REQUEST: Tally the lines in the listing below that contain the string "face", treating case as significant. Give only the number.

[Coordinate annotation listing]
— Start —

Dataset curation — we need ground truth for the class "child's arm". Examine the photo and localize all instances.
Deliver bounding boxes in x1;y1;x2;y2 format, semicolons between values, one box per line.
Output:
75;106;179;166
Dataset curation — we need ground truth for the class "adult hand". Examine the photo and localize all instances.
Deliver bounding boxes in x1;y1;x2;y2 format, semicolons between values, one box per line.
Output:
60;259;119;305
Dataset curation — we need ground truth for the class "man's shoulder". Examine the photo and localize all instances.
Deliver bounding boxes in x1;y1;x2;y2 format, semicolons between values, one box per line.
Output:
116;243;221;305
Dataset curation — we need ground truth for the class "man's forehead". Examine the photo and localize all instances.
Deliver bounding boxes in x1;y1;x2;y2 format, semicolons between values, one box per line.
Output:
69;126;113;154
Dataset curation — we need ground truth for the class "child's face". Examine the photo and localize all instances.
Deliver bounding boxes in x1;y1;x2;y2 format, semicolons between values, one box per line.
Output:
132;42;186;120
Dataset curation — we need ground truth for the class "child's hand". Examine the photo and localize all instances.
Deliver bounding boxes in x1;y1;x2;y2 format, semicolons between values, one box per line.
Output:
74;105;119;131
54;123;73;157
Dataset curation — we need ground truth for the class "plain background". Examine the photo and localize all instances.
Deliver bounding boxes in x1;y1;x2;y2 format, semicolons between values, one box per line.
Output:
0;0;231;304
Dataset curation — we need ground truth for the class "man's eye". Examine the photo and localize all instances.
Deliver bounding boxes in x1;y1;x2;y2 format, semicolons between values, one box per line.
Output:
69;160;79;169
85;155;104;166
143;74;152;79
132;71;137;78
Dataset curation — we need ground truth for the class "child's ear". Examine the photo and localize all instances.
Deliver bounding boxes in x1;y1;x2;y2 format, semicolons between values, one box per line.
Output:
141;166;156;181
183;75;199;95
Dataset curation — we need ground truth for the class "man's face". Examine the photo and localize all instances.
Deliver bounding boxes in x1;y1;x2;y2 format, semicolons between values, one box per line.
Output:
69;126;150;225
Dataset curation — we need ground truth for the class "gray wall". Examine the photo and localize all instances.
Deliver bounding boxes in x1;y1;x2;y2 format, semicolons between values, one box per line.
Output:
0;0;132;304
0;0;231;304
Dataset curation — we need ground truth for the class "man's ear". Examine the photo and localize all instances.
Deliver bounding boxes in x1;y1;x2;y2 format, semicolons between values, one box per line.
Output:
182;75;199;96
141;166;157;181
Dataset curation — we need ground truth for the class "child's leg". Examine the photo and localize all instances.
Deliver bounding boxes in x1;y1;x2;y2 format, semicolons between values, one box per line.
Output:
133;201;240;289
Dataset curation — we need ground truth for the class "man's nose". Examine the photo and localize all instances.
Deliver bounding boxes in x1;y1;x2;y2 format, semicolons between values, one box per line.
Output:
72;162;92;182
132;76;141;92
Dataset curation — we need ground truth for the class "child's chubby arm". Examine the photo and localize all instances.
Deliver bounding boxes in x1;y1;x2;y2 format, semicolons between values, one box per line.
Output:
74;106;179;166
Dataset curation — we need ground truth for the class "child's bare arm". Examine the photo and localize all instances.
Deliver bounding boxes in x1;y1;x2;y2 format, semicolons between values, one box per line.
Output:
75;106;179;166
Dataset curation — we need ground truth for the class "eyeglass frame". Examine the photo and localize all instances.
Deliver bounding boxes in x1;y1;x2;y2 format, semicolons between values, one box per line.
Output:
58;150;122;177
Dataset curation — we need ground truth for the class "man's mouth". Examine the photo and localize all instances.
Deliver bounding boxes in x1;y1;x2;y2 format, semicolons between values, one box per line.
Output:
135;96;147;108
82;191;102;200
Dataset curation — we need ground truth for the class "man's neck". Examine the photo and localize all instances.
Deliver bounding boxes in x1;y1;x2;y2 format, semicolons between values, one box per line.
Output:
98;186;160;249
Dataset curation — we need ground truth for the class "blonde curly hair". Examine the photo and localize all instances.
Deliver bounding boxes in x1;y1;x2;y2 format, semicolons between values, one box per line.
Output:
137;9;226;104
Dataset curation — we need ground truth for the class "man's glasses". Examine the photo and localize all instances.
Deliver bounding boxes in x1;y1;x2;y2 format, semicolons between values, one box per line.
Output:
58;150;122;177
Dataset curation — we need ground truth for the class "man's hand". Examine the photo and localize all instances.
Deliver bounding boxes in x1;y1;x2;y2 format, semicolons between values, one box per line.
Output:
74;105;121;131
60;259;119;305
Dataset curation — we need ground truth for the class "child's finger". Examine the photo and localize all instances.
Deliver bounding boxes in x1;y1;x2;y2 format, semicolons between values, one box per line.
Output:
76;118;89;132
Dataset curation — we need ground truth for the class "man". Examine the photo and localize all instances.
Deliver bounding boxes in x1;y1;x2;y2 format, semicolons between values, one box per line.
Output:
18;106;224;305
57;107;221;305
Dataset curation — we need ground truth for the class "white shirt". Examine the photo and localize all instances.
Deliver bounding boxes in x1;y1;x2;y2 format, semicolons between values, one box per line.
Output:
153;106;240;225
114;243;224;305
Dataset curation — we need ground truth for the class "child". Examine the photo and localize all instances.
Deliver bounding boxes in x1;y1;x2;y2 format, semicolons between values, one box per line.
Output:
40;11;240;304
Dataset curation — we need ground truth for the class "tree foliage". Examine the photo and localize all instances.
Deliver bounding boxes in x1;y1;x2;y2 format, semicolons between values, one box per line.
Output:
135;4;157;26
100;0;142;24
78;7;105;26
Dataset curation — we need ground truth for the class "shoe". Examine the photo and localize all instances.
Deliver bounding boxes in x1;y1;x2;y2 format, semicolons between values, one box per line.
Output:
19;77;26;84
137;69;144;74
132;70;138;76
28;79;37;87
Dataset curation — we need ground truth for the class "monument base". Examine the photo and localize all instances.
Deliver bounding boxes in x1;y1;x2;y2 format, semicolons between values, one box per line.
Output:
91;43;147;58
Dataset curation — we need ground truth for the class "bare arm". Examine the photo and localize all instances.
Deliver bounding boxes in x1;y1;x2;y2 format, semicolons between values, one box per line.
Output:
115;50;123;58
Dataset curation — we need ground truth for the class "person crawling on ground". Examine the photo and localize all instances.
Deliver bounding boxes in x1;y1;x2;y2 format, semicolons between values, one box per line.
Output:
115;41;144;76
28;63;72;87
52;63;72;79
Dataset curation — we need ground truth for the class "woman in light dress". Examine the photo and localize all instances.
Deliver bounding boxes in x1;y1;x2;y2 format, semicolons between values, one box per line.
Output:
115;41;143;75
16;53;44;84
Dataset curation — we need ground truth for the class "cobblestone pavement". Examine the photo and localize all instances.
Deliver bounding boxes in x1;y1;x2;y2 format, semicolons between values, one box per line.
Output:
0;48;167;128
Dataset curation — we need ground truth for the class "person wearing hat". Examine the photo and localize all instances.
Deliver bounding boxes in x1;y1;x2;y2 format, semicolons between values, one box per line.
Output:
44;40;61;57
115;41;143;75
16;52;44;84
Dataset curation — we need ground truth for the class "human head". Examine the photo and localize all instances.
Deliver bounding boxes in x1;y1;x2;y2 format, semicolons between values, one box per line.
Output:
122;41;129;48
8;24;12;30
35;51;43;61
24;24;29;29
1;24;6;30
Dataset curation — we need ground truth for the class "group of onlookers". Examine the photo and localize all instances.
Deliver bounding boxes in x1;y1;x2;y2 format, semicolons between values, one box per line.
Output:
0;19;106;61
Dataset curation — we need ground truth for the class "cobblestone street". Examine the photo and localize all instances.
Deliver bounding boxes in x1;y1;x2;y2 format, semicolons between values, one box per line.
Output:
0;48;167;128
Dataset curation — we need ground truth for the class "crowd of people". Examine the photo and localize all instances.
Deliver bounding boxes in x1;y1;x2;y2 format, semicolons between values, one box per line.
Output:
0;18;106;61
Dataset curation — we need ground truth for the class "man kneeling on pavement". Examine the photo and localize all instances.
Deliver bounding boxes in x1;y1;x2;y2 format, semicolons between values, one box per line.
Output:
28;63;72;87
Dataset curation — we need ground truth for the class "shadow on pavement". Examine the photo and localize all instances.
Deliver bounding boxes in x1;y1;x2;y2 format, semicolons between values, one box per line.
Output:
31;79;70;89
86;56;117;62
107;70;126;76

— End —

OUTPUT: 2